### Instruction
Copy the entries below word for word, starting with the line that contains "Where can the sky" and going on through the end of the entries.
───── Input for this task
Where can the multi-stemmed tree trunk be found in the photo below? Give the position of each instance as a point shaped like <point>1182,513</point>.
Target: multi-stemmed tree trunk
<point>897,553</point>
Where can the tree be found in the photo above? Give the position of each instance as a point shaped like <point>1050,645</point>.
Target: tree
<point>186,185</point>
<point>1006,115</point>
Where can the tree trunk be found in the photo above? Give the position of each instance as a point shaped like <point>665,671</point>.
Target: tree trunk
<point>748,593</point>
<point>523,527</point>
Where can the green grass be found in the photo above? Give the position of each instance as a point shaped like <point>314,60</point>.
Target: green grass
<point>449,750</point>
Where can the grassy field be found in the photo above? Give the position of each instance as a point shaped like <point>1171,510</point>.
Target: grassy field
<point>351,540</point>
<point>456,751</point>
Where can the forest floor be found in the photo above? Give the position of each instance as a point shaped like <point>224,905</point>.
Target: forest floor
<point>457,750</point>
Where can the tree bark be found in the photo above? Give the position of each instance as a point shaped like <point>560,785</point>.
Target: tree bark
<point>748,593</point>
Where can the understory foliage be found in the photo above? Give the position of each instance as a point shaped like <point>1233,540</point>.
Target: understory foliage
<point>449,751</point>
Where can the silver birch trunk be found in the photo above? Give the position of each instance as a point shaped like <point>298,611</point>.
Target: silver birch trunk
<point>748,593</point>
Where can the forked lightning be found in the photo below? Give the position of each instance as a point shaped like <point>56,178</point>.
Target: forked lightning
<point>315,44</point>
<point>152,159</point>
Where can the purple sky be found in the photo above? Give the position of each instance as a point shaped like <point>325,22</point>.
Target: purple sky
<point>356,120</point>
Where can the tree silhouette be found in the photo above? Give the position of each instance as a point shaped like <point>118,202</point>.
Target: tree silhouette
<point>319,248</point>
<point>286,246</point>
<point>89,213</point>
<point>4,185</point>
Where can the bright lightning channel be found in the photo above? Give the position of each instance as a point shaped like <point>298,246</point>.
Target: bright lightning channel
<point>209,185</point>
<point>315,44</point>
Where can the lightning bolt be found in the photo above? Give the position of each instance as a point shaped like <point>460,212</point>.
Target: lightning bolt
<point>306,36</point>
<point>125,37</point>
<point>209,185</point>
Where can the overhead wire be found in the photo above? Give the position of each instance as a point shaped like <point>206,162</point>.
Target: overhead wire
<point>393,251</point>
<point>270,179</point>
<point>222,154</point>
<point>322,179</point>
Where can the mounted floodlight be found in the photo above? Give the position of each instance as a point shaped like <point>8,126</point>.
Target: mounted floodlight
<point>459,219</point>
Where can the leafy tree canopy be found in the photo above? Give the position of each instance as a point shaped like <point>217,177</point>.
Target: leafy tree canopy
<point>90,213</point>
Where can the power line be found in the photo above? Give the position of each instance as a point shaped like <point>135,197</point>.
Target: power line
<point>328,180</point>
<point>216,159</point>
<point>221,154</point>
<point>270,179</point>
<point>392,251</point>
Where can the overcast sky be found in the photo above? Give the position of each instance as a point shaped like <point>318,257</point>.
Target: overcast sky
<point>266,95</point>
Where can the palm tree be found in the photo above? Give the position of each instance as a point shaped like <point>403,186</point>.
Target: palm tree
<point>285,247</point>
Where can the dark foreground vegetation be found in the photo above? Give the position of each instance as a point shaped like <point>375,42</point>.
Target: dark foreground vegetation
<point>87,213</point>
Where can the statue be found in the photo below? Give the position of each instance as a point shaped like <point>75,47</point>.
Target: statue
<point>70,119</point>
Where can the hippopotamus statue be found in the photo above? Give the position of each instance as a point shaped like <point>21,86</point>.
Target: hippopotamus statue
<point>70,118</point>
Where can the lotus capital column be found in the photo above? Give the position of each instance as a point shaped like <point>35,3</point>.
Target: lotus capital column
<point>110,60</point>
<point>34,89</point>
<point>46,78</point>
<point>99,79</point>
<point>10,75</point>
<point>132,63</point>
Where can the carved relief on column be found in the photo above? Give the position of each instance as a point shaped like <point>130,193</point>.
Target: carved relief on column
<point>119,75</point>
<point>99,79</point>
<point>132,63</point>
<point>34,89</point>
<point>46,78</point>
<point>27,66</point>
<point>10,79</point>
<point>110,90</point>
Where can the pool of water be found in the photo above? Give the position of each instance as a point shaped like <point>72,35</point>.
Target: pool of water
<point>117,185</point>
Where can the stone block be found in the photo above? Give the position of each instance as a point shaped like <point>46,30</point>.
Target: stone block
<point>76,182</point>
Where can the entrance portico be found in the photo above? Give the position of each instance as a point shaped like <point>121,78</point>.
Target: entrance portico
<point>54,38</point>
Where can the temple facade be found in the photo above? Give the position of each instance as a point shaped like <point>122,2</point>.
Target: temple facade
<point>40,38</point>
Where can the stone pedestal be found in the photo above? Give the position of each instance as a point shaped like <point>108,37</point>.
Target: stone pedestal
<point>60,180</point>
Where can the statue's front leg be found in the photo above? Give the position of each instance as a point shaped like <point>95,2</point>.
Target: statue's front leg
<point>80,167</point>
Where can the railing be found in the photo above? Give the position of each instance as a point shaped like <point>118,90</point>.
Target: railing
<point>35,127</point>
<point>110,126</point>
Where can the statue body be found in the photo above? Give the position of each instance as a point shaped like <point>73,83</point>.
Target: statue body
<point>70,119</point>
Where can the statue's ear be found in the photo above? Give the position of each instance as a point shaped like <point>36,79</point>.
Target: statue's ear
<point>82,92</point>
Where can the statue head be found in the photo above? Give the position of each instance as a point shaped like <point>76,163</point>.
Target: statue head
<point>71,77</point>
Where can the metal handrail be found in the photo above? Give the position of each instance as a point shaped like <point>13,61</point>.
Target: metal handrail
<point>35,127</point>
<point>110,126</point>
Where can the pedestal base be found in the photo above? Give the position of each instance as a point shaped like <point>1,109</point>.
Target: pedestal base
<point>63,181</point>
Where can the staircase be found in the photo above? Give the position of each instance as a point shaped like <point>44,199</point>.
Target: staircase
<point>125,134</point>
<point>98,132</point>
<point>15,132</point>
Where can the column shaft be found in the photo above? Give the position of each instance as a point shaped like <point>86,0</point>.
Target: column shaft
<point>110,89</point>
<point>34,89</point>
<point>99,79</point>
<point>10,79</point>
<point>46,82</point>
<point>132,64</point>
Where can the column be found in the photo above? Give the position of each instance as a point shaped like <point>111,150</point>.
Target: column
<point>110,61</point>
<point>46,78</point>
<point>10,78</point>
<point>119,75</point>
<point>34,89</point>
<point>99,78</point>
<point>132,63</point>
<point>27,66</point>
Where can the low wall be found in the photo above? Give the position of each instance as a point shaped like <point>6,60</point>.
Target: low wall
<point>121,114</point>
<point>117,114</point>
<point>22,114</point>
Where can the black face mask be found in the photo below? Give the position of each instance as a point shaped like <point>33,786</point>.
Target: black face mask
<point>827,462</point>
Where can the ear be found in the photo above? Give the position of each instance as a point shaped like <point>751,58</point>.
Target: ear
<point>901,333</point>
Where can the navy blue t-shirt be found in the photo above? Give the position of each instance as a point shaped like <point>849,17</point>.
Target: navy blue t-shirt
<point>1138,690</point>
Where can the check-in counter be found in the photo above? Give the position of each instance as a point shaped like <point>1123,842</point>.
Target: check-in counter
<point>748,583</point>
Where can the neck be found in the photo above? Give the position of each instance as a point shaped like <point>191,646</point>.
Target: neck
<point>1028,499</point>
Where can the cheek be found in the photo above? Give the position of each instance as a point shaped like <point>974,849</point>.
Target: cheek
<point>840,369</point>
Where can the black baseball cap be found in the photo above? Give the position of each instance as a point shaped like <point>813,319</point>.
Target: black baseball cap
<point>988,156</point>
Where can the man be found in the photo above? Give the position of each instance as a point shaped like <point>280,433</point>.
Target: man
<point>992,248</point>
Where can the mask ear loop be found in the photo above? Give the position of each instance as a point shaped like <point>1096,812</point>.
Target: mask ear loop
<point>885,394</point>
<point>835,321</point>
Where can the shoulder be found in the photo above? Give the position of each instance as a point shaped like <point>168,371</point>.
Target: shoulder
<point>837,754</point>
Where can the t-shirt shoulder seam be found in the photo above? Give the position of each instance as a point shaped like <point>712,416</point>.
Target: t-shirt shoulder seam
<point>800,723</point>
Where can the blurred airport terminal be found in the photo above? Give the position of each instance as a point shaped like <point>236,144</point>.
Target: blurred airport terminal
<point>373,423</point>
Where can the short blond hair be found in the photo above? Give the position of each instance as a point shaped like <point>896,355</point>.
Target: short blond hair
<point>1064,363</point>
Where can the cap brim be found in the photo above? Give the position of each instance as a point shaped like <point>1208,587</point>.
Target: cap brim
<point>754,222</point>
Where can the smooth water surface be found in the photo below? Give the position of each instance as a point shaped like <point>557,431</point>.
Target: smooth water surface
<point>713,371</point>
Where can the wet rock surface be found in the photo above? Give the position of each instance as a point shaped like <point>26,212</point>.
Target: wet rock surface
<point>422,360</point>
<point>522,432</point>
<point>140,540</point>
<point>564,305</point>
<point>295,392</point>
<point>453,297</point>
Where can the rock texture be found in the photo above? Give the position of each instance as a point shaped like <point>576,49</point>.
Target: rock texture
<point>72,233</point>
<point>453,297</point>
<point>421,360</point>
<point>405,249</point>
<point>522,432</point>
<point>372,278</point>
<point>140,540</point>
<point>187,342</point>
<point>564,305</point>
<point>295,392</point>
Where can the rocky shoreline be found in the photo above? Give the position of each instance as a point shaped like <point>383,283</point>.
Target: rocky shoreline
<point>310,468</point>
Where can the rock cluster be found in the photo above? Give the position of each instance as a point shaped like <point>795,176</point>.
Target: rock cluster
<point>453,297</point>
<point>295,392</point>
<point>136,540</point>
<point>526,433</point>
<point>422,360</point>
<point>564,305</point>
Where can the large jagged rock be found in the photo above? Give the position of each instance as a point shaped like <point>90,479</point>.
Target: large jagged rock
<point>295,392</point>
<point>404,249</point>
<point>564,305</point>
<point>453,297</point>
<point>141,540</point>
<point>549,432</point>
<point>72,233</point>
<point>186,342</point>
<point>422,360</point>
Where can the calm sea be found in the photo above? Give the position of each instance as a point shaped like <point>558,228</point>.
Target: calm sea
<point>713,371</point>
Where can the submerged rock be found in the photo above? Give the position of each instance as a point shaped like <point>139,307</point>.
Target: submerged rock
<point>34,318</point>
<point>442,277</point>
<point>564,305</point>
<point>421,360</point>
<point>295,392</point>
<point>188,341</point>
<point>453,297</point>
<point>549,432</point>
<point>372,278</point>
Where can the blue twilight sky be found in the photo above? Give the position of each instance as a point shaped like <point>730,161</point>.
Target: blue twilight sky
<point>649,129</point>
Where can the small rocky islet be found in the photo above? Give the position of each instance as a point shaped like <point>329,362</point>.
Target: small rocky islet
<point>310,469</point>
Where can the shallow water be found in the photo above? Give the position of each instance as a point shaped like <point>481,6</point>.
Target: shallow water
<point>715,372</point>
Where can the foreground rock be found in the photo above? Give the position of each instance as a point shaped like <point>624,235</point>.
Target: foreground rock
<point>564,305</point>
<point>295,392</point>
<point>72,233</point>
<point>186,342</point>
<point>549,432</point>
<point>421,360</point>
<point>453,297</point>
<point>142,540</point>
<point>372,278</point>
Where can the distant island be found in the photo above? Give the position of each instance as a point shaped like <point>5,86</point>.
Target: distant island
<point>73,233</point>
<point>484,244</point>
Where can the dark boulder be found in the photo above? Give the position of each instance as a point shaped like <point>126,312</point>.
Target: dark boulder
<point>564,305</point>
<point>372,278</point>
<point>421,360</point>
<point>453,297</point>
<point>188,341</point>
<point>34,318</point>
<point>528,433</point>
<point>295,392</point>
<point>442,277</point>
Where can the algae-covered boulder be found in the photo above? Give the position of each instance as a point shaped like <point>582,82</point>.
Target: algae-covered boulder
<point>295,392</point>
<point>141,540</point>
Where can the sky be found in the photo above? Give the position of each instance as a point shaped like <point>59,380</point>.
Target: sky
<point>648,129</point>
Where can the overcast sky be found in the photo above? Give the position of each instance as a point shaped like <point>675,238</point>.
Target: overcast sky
──────────
### Output for this task
Where can the sky be found in the photo above? Give the position of each instance as a point shaped like <point>59,380</point>.
Target: sky
<point>648,129</point>
Where can the overcast sky be found in the photo above? Give the position of each instance as a point shaped like <point>675,238</point>.
Target: overcast sky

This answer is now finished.